BEGIN Entries supplied

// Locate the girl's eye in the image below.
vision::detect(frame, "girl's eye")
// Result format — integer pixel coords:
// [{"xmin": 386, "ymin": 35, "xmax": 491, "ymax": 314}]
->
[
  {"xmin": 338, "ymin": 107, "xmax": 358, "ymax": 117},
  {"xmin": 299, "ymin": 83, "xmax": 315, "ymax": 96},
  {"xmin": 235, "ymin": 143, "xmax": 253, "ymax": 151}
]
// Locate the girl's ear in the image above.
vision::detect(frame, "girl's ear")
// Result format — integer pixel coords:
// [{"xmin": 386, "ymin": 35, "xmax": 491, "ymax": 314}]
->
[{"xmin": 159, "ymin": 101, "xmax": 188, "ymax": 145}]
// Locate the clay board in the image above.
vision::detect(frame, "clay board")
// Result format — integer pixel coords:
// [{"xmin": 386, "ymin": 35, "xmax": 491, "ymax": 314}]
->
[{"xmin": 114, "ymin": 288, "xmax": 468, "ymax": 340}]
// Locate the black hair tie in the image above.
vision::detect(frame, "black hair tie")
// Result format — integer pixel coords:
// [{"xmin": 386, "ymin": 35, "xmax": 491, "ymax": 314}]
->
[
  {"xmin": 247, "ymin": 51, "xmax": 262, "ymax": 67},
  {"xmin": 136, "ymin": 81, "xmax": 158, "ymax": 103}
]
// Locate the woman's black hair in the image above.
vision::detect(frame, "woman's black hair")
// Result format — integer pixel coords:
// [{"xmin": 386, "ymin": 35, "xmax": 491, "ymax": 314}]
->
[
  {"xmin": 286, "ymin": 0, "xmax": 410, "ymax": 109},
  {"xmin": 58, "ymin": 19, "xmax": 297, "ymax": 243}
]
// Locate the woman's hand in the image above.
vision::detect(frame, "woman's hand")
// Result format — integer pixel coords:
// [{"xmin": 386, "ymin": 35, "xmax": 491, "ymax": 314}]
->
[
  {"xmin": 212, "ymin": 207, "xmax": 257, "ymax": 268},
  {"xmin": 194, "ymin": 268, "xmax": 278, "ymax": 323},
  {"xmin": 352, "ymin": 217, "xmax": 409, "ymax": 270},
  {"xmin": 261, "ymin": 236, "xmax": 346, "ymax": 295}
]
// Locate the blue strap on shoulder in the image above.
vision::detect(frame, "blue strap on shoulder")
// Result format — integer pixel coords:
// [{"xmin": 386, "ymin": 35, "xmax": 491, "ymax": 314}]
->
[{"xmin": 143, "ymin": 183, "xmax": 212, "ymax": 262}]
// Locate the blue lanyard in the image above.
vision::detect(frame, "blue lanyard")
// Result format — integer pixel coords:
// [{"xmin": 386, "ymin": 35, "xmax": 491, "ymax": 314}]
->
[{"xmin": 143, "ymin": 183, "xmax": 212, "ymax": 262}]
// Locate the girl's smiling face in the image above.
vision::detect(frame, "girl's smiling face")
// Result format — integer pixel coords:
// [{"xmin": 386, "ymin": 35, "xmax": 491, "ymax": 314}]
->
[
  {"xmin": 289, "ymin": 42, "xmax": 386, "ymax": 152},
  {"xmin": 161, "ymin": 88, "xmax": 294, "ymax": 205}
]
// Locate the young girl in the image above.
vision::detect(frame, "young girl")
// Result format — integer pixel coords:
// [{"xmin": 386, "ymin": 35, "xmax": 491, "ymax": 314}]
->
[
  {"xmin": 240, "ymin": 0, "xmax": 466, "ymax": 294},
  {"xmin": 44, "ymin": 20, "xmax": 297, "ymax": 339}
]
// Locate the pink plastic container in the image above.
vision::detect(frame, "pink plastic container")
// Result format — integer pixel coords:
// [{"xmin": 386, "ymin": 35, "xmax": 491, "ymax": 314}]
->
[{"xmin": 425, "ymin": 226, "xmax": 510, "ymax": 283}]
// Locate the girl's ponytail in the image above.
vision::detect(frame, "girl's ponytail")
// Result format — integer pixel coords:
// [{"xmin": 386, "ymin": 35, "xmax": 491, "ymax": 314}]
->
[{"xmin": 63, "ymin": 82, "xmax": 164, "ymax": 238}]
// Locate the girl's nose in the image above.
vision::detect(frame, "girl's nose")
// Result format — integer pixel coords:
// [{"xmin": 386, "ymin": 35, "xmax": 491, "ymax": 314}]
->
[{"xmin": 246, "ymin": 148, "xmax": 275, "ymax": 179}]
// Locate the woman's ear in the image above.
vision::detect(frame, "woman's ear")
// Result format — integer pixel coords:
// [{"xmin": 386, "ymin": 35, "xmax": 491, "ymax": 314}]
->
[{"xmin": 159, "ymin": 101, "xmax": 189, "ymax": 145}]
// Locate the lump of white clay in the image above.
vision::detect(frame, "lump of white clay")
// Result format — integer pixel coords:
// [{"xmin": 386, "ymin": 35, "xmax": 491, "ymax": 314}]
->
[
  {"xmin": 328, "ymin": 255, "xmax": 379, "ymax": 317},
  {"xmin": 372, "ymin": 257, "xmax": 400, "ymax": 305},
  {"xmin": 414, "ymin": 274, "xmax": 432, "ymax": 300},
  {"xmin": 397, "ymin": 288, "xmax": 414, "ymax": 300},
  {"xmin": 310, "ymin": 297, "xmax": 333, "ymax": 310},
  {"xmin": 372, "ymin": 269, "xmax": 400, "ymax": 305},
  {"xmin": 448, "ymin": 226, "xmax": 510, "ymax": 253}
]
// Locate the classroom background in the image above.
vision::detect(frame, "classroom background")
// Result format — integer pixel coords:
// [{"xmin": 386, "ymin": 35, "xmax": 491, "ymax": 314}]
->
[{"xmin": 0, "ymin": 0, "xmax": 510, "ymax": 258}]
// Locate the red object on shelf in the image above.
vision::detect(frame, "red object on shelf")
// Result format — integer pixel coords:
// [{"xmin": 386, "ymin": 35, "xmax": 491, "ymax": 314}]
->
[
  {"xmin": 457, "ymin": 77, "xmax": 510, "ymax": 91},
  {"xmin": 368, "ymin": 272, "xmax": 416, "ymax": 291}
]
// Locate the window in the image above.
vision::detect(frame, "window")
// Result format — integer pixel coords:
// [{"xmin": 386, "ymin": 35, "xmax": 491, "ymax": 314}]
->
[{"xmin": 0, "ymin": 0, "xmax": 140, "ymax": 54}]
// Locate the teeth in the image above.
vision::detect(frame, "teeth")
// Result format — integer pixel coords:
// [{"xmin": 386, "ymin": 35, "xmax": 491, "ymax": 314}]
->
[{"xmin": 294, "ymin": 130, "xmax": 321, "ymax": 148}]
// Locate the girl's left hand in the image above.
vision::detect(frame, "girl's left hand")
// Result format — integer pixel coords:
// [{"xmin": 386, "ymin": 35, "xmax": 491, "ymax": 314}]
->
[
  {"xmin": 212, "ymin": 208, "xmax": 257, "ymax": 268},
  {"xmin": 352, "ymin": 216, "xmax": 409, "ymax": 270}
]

END Entries supplied

What to work on
Reproduce every one of the records above word for word, with nothing changed.

Answer below
// Locate the girl's eye in the image below.
vision::detect(frame, "girl's eye")
// Result format — integer pixel coords:
// [{"xmin": 386, "ymin": 35, "xmax": 491, "ymax": 314}]
->
[
  {"xmin": 338, "ymin": 107, "xmax": 358, "ymax": 117},
  {"xmin": 299, "ymin": 83, "xmax": 315, "ymax": 96},
  {"xmin": 235, "ymin": 143, "xmax": 253, "ymax": 151}
]
// Locate the girl's ear in the image above.
vision::detect(frame, "girl's ear")
// Result format — integer pixel coords:
// [{"xmin": 386, "ymin": 35, "xmax": 491, "ymax": 314}]
->
[{"xmin": 159, "ymin": 101, "xmax": 188, "ymax": 145}]
// Locate the clay board in the image above.
vision::detect(frame, "clay board")
// Result format — integer pixel coords:
// [{"xmin": 386, "ymin": 35, "xmax": 491, "ymax": 314}]
->
[{"xmin": 114, "ymin": 288, "xmax": 468, "ymax": 340}]
// Locate the black hair tie in the image above.
vision::detect(frame, "black hair tie")
// Result format — integer pixel coords:
// [{"xmin": 386, "ymin": 35, "xmax": 491, "ymax": 314}]
->
[
  {"xmin": 247, "ymin": 51, "xmax": 262, "ymax": 67},
  {"xmin": 136, "ymin": 81, "xmax": 158, "ymax": 103}
]
// Locate the woman's black hair in the image above.
vision::detect(frame, "woman's black hair")
// Result format — integer pixel coords:
// [{"xmin": 386, "ymin": 35, "xmax": 491, "ymax": 314}]
->
[
  {"xmin": 286, "ymin": 0, "xmax": 410, "ymax": 109},
  {"xmin": 58, "ymin": 19, "xmax": 297, "ymax": 243}
]
// Locate the woman's hand in the image above.
vision::detect(frame, "woman's hand")
// Result format — integer pixel coords:
// [{"xmin": 386, "ymin": 35, "xmax": 491, "ymax": 314}]
->
[
  {"xmin": 212, "ymin": 207, "xmax": 257, "ymax": 268},
  {"xmin": 194, "ymin": 268, "xmax": 278, "ymax": 323},
  {"xmin": 352, "ymin": 217, "xmax": 409, "ymax": 270},
  {"xmin": 261, "ymin": 236, "xmax": 346, "ymax": 295}
]
// Locate the blue strap on shoulder in the image above.
vision::detect(frame, "blue strap on shoulder")
// Result format — integer pixel coords:
// [{"xmin": 386, "ymin": 35, "xmax": 491, "ymax": 314}]
->
[{"xmin": 143, "ymin": 183, "xmax": 212, "ymax": 262}]
// Locate the blue lanyard in the image above.
vision::detect(frame, "blue lanyard")
// Result format — integer pixel coords:
// [{"xmin": 386, "ymin": 35, "xmax": 491, "ymax": 314}]
->
[{"xmin": 143, "ymin": 183, "xmax": 212, "ymax": 262}]
// Locate the girl's smiling face in the image above.
vision::detect(frame, "girl's smiling face")
// Result format — integer pixel coords:
// [{"xmin": 386, "ymin": 35, "xmax": 491, "ymax": 314}]
->
[
  {"xmin": 289, "ymin": 42, "xmax": 386, "ymax": 152},
  {"xmin": 161, "ymin": 88, "xmax": 294, "ymax": 205}
]
// Locate the young girl in the image above.
vision::detect(frame, "young girl")
// Result format — integer pixel coords:
// [{"xmin": 386, "ymin": 35, "xmax": 491, "ymax": 314}]
->
[
  {"xmin": 240, "ymin": 0, "xmax": 466, "ymax": 294},
  {"xmin": 44, "ymin": 20, "xmax": 297, "ymax": 339}
]
// Locate the pink plastic container in the image above.
vision::detect(frame, "pink plastic container")
// Result format — integer pixel coords:
// [{"xmin": 386, "ymin": 35, "xmax": 491, "ymax": 314}]
->
[{"xmin": 425, "ymin": 226, "xmax": 510, "ymax": 283}]
// Locate the girl's ponytail in the image above.
vision::detect(frame, "girl's ponytail")
// Result format — integer pixel coords:
// [{"xmin": 386, "ymin": 35, "xmax": 491, "ymax": 314}]
->
[{"xmin": 63, "ymin": 82, "xmax": 164, "ymax": 238}]
// Locate the girl's nose in the image above.
vision::detect(frame, "girl's nose")
// Result format — integer pixel coords:
// [{"xmin": 386, "ymin": 35, "xmax": 491, "ymax": 314}]
->
[{"xmin": 246, "ymin": 148, "xmax": 275, "ymax": 179}]
// Locate the woman's ear in the image above.
vision::detect(frame, "woman's ear")
// Result format — integer pixel coords:
// [{"xmin": 386, "ymin": 35, "xmax": 491, "ymax": 314}]
->
[{"xmin": 159, "ymin": 101, "xmax": 189, "ymax": 145}]
// Locate the lump of white clay in the image above.
vision::detect(frame, "lump of white clay")
// Result format — integer pixel coords:
// [{"xmin": 386, "ymin": 35, "xmax": 491, "ymax": 314}]
->
[
  {"xmin": 328, "ymin": 255, "xmax": 379, "ymax": 317},
  {"xmin": 372, "ymin": 257, "xmax": 400, "ymax": 305},
  {"xmin": 414, "ymin": 274, "xmax": 432, "ymax": 300},
  {"xmin": 397, "ymin": 288, "xmax": 414, "ymax": 300},
  {"xmin": 310, "ymin": 297, "xmax": 333, "ymax": 310},
  {"xmin": 372, "ymin": 269, "xmax": 400, "ymax": 305},
  {"xmin": 448, "ymin": 226, "xmax": 510, "ymax": 253}
]
// Locate the classroom background in the image above.
vision::detect(frame, "classroom background")
// Result format — integer pixel coords:
// [{"xmin": 386, "ymin": 35, "xmax": 491, "ymax": 314}]
->
[{"xmin": 0, "ymin": 0, "xmax": 510, "ymax": 258}]
// Locate the red object on shelf in the image above.
vision::detect(frame, "red object on shelf")
// Result format — integer pixel coords:
// [{"xmin": 386, "ymin": 35, "xmax": 491, "ymax": 314}]
->
[
  {"xmin": 457, "ymin": 77, "xmax": 510, "ymax": 91},
  {"xmin": 368, "ymin": 272, "xmax": 416, "ymax": 291}
]
// Locate the window in the image above.
vision::detect(frame, "window")
// Result format — integer pixel coords:
// [{"xmin": 386, "ymin": 35, "xmax": 491, "ymax": 314}]
->
[{"xmin": 0, "ymin": 0, "xmax": 140, "ymax": 54}]
// Locate the teeth in the image above.
vision::detect(frame, "teeth")
// Result format — integer pixel coords:
// [{"xmin": 386, "ymin": 35, "xmax": 491, "ymax": 314}]
->
[{"xmin": 294, "ymin": 130, "xmax": 321, "ymax": 148}]
// Locate the girl's left hand in the image above.
vision::detect(frame, "girl's left hand")
// Result format — integer pixel coords:
// [{"xmin": 386, "ymin": 35, "xmax": 491, "ymax": 314}]
->
[
  {"xmin": 212, "ymin": 208, "xmax": 257, "ymax": 268},
  {"xmin": 352, "ymin": 216, "xmax": 409, "ymax": 270}
]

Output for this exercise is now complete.